ZIEL DER ÜBUNG: Geben Sie aus dem Text zum minimalistischen Kleiderschrank die Passage von „Ausmisten kann jeder.“ bis „Tipps für dich.“ wörtlich wieder.

VORLIEGENDER TEXT:
---------------
Ausmisten kann jeder. Den minimalistischen Kleiderschrank beibehalten ist das schon eine ganz andere Baustelle. Jetzt, wo dein Kleiderschrank so hübsch und stressfrei eingerichtet ist, sollte das natürlich auch so bleiben. Damit dein nächster Einkauf nicht zur Konsumorgie wird, gibt’s hier noch ein paar Tipps für dich. 

shopping

 

  • Brauche ich das wirklich oder will ich es einfach nur haben? Wir Menschen sind sehr impulsiv, wenn es um’s Shopping geht, da häufig immaterielle Wünsche durch den Besitz materieller Güter befriedigt werden. Wenn du schlecht drauf bist, geh’ also lieber eine Runde joggen, verzichte aber auf Konsumorgien, die du im Nachhinein bereuen wirst. 
  • Richte deine Garderobe nach deinem Leben aus. Bist du vielleicht graue Maus, Hippiebraut oder Businessfrau? Was trägst du? Schwitzt du viel? Was muss deine Kleidung aushalten? Bist du viel draussen unterwegs? Deine Kleidung soll vor allem deine Persönlichkeit und deine Lebensweise unterstreichen und nicht den neuesten Modetrend! Fühlst du dich unwohl in Blümchenmuster, zwickt die Jeans oder musst du die ganze Zeit das Kleid nach unten ziehen, weil es bei jedem Schritt nach oben rutscht? LASS ES BLEIBEN! Jaja, Hausverstand höre ich dich denken. Warum hast du dann so viel Zeug in deinem Schrank herumliegen, das du so selten anziehst, du Hamster?
---------------
BEREITGESTELLTE EINTRÄGE:

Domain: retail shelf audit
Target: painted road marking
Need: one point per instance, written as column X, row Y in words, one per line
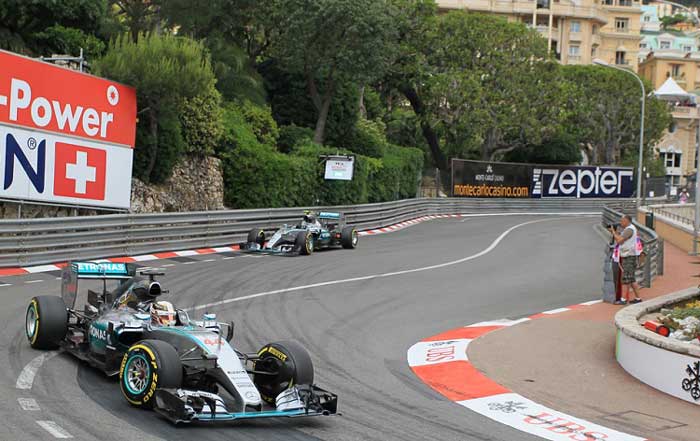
column 527, row 416
column 485, row 251
column 28, row 404
column 54, row 429
column 436, row 362
column 26, row 377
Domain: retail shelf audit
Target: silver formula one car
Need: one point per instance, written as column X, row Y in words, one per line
column 186, row 370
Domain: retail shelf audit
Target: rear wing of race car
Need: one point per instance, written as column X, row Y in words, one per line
column 74, row 271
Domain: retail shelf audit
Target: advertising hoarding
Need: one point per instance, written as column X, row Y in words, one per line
column 510, row 180
column 65, row 137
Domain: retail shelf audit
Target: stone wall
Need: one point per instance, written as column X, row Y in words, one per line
column 196, row 184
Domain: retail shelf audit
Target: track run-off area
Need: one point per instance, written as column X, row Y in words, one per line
column 357, row 312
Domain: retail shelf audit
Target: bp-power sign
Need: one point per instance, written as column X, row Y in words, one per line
column 65, row 137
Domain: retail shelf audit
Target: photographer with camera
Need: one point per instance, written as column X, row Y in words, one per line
column 627, row 242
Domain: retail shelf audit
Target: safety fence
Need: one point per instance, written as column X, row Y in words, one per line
column 653, row 245
column 39, row 241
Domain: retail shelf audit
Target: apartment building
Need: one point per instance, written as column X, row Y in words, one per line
column 577, row 31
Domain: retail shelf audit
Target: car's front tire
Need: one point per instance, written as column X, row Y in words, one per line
column 304, row 242
column 46, row 322
column 149, row 365
column 291, row 365
column 348, row 237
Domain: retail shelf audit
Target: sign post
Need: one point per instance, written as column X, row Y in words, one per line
column 65, row 137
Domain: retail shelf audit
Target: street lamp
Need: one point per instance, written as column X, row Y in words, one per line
column 641, row 125
column 696, row 223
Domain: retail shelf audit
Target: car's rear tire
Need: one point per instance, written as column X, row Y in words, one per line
column 149, row 365
column 349, row 237
column 292, row 365
column 46, row 322
column 256, row 235
column 304, row 242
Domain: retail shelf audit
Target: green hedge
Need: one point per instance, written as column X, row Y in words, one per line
column 256, row 175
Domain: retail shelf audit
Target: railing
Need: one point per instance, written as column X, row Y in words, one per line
column 653, row 245
column 681, row 213
column 39, row 241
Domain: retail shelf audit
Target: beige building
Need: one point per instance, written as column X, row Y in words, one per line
column 577, row 31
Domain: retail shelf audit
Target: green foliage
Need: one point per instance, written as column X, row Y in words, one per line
column 256, row 175
column 332, row 42
column 291, row 136
column 44, row 27
column 165, row 70
column 368, row 138
column 200, row 117
column 563, row 148
column 260, row 121
column 602, row 111
column 291, row 104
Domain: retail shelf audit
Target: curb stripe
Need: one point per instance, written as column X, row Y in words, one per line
column 439, row 362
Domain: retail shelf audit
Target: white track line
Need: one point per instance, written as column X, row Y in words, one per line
column 28, row 404
column 487, row 250
column 54, row 429
column 26, row 377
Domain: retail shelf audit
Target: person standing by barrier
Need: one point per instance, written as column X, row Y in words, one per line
column 627, row 240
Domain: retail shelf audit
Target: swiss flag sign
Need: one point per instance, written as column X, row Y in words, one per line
column 80, row 172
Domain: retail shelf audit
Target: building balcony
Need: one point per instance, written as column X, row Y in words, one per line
column 526, row 7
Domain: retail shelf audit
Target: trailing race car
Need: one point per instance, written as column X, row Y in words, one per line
column 328, row 231
column 183, row 369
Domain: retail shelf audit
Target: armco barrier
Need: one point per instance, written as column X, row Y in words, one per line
column 653, row 245
column 39, row 241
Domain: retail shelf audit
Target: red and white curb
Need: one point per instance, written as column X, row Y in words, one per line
column 185, row 253
column 442, row 363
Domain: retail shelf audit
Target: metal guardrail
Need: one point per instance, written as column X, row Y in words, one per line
column 653, row 245
column 40, row 241
column 681, row 213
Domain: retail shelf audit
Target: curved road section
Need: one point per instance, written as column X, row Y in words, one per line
column 357, row 312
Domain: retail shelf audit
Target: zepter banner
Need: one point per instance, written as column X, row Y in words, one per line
column 65, row 137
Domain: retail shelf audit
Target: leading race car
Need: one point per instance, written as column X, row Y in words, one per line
column 185, row 370
column 315, row 231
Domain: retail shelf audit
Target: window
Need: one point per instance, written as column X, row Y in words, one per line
column 676, row 70
column 673, row 159
column 620, row 57
column 622, row 24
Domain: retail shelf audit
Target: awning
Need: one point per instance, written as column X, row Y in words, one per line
column 671, row 91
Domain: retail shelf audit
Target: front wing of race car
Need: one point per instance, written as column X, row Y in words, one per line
column 183, row 406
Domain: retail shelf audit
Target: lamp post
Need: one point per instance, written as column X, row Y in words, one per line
column 696, row 223
column 641, row 125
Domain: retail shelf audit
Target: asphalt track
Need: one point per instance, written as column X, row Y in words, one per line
column 357, row 331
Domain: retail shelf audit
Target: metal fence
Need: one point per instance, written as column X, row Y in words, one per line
column 653, row 245
column 39, row 241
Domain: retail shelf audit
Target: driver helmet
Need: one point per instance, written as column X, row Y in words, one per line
column 162, row 313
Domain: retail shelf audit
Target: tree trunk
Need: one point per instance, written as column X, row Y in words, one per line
column 428, row 133
column 153, row 129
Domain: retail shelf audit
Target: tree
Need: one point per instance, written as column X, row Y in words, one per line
column 166, row 71
column 480, row 86
column 43, row 27
column 331, row 42
column 603, row 112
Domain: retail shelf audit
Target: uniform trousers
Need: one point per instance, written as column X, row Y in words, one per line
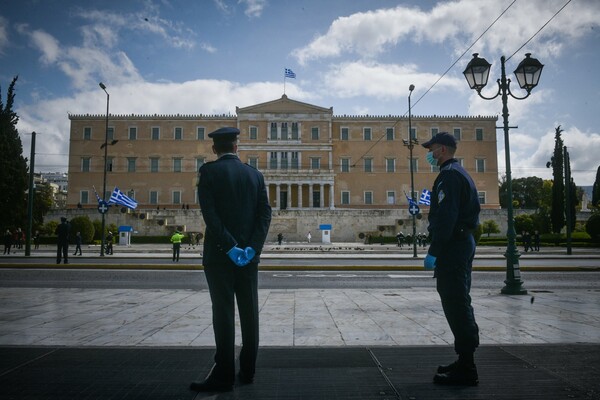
column 226, row 281
column 453, row 273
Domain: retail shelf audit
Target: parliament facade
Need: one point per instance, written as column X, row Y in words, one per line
column 311, row 158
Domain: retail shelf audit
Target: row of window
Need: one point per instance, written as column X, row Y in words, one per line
column 277, row 131
column 277, row 161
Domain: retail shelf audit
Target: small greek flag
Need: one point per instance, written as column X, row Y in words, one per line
column 289, row 73
column 425, row 197
column 118, row 197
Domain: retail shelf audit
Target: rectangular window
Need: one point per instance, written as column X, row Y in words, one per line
column 315, row 163
column 389, row 133
column 391, row 196
column 199, row 163
column 131, row 164
column 479, row 134
column 480, row 164
column 155, row 133
column 457, row 134
column 344, row 134
column 200, row 133
column 153, row 164
column 481, row 196
column 314, row 133
column 84, row 197
column 178, row 133
column 176, row 197
column 345, row 197
column 390, row 165
column 177, row 164
column 345, row 164
column 253, row 162
column 85, row 164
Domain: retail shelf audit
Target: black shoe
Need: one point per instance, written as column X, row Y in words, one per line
column 246, row 379
column 211, row 385
column 444, row 369
column 460, row 376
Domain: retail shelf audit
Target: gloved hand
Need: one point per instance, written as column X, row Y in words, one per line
column 250, row 253
column 430, row 261
column 238, row 256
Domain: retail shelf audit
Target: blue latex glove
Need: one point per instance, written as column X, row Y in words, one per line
column 430, row 261
column 250, row 253
column 238, row 256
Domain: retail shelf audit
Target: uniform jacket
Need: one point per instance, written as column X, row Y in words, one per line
column 235, row 208
column 454, row 209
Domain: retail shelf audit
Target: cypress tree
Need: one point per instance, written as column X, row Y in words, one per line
column 557, row 214
column 13, row 179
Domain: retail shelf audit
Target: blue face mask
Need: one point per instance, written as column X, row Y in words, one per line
column 431, row 159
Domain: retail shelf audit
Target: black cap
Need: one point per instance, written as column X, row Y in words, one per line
column 443, row 138
column 226, row 133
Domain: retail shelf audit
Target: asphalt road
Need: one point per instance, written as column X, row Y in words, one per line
column 195, row 280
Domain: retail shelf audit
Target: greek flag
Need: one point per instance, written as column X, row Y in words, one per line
column 118, row 197
column 289, row 73
column 425, row 197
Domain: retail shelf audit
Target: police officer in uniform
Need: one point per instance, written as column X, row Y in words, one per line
column 453, row 217
column 236, row 210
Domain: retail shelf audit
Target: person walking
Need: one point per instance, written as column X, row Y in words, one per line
column 7, row 241
column 62, row 245
column 78, row 241
column 453, row 217
column 176, row 239
column 236, row 210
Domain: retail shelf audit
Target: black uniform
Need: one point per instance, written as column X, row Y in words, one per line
column 453, row 217
column 235, row 208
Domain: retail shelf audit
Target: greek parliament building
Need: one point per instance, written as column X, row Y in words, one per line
column 350, row 172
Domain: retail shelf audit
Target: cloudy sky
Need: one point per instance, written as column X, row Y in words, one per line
column 357, row 56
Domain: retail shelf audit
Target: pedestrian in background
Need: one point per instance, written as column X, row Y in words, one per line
column 176, row 239
column 236, row 210
column 7, row 241
column 453, row 217
column 62, row 246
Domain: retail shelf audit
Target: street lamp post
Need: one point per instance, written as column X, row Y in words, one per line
column 528, row 74
column 105, row 146
column 410, row 143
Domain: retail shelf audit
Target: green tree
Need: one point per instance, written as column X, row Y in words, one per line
column 596, row 190
column 557, row 214
column 42, row 203
column 13, row 178
column 84, row 225
column 490, row 226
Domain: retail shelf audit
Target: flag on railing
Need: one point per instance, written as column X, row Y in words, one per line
column 118, row 197
column 289, row 73
column 425, row 197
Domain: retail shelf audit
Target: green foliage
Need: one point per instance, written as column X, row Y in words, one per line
column 13, row 178
column 85, row 226
column 490, row 226
column 592, row 226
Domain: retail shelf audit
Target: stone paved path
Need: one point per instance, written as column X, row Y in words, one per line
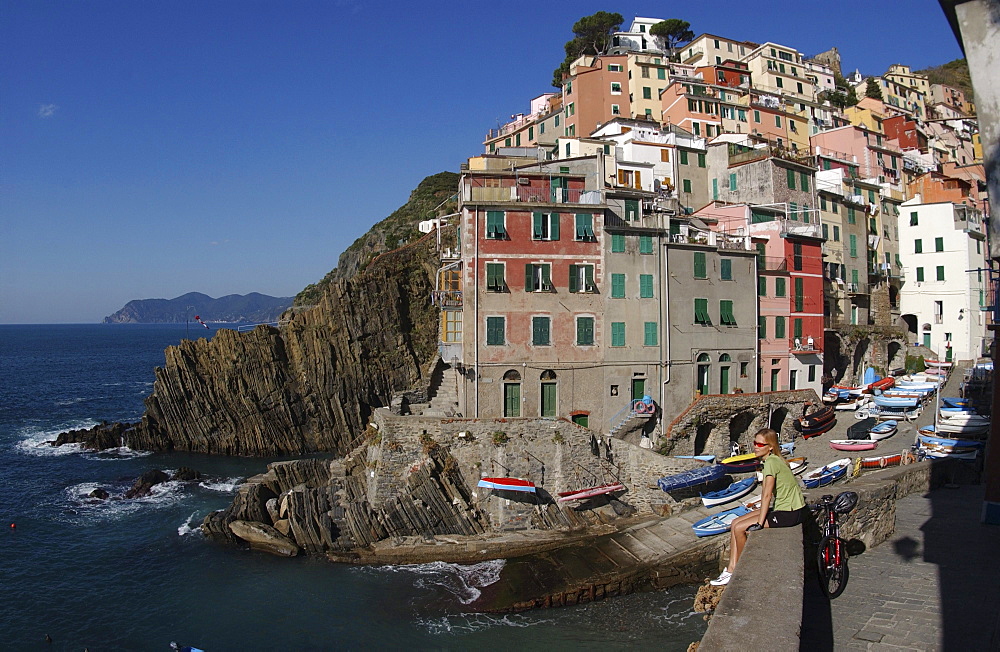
column 934, row 585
---------------
LÖSUNG DER ÜBUNG:
Ausmisten kann jeder. Den minimalistischen Kleiderschrank beibehalten ist das schon eine ganz andere Baustelle. Jetzt, wo dein Kleiderschrank so hübsch und stressfrei eingerichtet ist, sollte das natürlich auch so bleiben. Damit dein nächster Einkauf nicht zur Konsumorgie wird, gibt’s hier noch ein paar Tipps für dich.